→ **THE RECORDS**:
▼
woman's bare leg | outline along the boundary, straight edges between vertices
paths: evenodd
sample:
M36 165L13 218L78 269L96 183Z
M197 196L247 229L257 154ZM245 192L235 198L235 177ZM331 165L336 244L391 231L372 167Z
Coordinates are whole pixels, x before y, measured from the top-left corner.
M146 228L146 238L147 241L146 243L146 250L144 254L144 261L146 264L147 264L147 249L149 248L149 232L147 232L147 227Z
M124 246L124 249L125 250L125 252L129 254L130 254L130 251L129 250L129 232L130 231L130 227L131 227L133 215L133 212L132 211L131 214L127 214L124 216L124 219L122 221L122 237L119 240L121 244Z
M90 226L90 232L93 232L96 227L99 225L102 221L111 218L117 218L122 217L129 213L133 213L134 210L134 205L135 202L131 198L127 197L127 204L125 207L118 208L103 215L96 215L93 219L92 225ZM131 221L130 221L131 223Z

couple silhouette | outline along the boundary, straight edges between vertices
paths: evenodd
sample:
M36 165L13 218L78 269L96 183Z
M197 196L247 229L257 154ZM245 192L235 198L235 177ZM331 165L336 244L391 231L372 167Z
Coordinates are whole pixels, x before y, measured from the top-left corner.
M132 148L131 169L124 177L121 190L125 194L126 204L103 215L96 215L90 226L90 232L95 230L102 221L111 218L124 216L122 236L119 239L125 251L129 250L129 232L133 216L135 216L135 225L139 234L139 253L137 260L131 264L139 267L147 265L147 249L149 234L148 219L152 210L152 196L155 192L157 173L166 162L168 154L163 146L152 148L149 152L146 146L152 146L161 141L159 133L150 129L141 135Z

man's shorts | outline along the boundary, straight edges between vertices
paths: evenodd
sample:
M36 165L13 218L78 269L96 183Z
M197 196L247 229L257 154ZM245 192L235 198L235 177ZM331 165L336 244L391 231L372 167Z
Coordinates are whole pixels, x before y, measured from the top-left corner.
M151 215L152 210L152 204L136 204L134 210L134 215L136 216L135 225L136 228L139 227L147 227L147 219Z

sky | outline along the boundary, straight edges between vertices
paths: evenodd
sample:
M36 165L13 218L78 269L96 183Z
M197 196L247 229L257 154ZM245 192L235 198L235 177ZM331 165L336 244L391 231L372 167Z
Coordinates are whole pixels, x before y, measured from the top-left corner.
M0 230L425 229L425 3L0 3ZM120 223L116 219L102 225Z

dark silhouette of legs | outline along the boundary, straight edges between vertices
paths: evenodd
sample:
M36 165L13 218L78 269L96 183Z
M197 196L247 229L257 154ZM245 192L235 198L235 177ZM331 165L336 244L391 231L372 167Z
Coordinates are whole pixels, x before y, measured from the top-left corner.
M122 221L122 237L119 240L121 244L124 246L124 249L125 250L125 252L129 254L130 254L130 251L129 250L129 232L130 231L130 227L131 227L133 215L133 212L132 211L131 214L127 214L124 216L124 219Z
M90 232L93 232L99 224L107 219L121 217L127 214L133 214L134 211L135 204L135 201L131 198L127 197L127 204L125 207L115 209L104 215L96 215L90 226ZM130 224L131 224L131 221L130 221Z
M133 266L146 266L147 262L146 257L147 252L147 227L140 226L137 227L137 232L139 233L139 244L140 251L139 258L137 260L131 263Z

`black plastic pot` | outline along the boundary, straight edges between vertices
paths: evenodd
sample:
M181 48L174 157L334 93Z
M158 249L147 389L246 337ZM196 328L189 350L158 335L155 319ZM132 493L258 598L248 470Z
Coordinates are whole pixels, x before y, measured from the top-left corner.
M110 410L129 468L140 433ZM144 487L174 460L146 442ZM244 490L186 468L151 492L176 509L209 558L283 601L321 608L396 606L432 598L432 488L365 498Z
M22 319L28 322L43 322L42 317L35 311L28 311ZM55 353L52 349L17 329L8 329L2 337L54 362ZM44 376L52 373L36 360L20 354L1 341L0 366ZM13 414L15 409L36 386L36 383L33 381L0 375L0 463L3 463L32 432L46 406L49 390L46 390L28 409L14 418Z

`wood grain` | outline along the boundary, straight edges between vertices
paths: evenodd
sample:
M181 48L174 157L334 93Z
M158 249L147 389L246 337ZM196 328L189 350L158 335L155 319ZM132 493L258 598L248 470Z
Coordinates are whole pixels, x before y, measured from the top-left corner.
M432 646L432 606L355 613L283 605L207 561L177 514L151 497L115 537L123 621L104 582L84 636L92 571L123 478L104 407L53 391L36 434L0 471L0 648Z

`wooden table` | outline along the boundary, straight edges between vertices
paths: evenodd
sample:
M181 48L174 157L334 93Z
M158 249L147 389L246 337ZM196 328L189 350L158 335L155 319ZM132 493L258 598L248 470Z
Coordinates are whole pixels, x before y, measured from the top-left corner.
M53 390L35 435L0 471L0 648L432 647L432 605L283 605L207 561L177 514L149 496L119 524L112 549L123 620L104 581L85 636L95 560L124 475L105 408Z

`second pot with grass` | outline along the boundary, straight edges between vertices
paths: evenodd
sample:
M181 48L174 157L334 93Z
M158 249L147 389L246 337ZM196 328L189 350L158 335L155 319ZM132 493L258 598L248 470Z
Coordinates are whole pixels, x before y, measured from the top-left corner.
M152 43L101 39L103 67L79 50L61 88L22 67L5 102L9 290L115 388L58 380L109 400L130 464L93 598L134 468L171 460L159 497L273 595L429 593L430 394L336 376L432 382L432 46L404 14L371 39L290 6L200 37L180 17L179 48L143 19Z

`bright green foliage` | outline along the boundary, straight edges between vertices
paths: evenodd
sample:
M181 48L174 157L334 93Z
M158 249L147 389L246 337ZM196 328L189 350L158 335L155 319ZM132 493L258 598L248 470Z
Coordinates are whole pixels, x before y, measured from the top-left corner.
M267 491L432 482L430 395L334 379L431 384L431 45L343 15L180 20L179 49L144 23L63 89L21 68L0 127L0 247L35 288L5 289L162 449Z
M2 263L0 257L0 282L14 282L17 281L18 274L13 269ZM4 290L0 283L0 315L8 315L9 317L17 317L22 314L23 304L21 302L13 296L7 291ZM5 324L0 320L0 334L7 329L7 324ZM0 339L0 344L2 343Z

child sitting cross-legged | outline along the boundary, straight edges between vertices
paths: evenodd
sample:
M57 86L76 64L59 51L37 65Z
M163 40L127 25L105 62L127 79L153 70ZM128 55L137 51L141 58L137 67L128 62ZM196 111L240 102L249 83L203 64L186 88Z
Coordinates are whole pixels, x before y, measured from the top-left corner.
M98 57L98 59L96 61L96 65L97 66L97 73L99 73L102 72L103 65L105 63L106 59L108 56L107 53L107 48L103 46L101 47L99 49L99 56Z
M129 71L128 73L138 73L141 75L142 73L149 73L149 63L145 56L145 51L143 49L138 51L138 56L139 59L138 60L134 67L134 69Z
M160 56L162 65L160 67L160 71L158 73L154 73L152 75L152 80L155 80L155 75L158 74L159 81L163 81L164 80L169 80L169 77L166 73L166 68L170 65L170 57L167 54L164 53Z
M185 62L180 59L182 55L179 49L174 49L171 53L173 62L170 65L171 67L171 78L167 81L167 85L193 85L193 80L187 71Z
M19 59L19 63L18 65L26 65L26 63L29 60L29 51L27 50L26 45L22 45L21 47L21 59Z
▲
Set down nothing but the lines from the one with "child sitting cross-legged" through the end of the records, keeping each line exactly as written and including both ends.

→ **OUTPUT**:
child sitting cross-legged | outline along the boundary, straight edges between vertices
paths: evenodd
sample:
M57 86L76 64L59 51L37 65Z
M163 40L127 25L105 62L127 79L153 70ZM128 55L137 51L141 58L137 67L128 62ZM196 111L240 102L249 83L203 64L186 88Z
Coordinates are whole pixels, x before y, measured from the top-left corner.
M98 57L98 59L96 61L96 65L97 66L97 73L99 73L102 72L103 65L105 63L106 59L108 56L107 53L107 48L103 46L101 47L99 49L99 56Z
M129 71L128 73L138 73L141 75L142 73L149 73L149 63L145 56L145 51L143 49L138 51L138 56L139 59L138 60L134 67L134 69Z
M160 56L162 65L160 67L160 71L158 73L154 73L152 75L152 80L155 80L155 75L158 74L159 81L163 81L164 80L169 80L169 77L166 73L166 68L170 65L170 57L167 54L164 53Z
M185 62L180 59L182 55L179 49L174 49L171 53L173 62L170 65L171 67L171 78L167 81L167 85L193 85L193 80L187 71Z
M19 59L19 63L18 65L26 65L26 63L29 60L29 51L27 50L26 45L22 45L21 47L21 59Z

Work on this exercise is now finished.